● **Records from a data source**:
• • • • •

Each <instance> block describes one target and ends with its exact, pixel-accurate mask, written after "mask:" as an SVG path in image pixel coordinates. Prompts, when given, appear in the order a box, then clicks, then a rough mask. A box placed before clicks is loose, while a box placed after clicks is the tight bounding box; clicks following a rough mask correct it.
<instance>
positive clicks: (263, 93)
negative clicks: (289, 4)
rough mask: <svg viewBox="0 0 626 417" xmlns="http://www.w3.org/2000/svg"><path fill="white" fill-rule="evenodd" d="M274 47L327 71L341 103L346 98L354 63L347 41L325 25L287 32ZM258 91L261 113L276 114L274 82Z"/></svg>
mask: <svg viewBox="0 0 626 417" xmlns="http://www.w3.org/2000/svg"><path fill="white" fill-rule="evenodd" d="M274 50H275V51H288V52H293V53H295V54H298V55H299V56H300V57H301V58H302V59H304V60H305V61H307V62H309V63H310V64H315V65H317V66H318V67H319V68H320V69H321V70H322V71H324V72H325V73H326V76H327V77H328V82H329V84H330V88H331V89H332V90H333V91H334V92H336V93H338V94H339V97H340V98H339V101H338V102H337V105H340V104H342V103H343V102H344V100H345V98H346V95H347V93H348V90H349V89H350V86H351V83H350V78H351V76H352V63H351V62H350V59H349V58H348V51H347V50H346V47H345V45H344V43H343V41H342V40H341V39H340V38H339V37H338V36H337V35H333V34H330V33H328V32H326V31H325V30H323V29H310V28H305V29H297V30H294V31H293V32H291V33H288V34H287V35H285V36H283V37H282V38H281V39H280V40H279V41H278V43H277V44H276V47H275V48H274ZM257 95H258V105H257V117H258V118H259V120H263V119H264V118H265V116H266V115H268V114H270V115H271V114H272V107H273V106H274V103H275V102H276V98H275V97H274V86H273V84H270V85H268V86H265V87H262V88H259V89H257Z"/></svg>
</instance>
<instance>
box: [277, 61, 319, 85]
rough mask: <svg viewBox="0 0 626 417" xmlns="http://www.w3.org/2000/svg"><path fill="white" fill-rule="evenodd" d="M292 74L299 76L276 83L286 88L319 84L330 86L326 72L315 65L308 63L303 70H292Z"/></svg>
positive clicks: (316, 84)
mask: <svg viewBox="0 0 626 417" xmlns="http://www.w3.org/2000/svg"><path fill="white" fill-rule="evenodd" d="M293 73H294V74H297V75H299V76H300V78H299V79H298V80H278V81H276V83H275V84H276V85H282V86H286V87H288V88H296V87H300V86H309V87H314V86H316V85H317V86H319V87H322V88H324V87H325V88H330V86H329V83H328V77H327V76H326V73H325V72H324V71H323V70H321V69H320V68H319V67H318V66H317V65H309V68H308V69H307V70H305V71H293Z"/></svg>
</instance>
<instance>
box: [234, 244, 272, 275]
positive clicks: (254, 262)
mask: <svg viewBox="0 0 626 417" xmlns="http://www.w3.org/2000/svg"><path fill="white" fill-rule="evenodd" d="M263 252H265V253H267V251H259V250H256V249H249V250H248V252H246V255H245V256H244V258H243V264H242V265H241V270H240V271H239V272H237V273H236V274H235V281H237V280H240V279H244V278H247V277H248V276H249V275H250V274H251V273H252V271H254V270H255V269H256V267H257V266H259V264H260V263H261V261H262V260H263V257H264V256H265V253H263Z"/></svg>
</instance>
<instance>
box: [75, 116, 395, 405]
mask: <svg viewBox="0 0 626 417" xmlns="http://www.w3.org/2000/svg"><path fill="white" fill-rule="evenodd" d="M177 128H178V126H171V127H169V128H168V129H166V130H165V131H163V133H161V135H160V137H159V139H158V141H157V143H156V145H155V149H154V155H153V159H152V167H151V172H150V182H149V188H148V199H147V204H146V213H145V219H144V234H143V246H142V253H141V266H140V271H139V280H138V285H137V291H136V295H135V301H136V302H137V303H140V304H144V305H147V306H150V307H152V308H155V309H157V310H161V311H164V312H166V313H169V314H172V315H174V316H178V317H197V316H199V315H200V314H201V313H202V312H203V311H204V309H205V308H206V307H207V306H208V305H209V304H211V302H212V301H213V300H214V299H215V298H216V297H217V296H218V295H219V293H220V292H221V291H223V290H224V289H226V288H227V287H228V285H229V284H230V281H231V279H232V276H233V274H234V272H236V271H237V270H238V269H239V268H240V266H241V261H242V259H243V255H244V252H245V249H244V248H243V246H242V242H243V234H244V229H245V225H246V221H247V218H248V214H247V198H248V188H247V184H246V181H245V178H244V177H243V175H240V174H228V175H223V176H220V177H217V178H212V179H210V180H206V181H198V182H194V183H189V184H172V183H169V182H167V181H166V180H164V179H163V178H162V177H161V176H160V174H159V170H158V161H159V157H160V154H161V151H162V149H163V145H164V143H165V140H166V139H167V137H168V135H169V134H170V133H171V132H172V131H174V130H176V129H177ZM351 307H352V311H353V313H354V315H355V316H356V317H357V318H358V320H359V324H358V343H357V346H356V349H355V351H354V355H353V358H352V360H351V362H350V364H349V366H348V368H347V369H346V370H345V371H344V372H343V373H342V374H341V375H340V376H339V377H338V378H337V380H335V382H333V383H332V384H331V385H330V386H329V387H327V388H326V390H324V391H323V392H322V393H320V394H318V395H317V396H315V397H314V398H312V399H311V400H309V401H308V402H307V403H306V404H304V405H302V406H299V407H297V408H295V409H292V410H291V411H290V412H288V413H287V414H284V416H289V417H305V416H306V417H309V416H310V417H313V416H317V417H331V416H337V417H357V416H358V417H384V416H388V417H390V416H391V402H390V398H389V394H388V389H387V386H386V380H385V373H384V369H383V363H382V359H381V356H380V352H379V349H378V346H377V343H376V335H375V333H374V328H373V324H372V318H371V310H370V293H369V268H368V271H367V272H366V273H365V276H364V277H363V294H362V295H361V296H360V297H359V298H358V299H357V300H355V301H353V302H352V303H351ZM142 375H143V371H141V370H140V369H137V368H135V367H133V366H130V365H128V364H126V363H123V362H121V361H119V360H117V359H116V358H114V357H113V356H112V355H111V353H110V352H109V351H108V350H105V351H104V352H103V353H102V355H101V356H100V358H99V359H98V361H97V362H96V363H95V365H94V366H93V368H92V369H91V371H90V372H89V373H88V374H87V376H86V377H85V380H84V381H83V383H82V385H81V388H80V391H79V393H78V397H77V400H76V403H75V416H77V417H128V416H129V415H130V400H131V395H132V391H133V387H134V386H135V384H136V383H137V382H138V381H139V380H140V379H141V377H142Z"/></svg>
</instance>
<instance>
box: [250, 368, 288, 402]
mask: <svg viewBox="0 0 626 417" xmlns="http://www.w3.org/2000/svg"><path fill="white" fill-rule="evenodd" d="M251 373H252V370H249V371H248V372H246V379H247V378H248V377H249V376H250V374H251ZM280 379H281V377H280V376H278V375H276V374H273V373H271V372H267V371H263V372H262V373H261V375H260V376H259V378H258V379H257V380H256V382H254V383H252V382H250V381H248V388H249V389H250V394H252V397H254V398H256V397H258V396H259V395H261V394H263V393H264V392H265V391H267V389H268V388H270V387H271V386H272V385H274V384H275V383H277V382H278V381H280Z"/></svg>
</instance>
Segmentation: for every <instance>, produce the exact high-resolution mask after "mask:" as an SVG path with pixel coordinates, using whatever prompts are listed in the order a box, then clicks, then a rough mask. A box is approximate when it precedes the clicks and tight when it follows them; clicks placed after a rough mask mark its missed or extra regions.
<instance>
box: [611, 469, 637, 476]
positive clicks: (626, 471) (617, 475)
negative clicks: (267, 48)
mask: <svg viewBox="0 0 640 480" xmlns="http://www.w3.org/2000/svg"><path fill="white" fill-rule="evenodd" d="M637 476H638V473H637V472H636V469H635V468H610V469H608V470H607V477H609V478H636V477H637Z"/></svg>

• • • • •

● **WHAT IS REQUIRED**: Each line of the entries that contains the word "exact" should be listed.

● **OUTPUT**:
Each <instance> block describes one target and ends with its exact, pixel-accurate mask, written after "mask:" as an SVG path in image pixel coordinates. Prompts, when given, appear in the order a box, then clicks, then a rough mask. A box placed before clicks is loose, while a box placed after clicks is the tight bounding box; clicks following a rough mask correct it.
Segmentation: for every <instance>, produce the exact high-resolution mask after "mask:" as an SVG path with pixel coordinates, using whatever prompts are listed in the order a box, then clicks, then a rough mask. A box is approximate when it precedes the clicks and tight when it follows them; clicks placed after a rough mask mark its missed or extra regions.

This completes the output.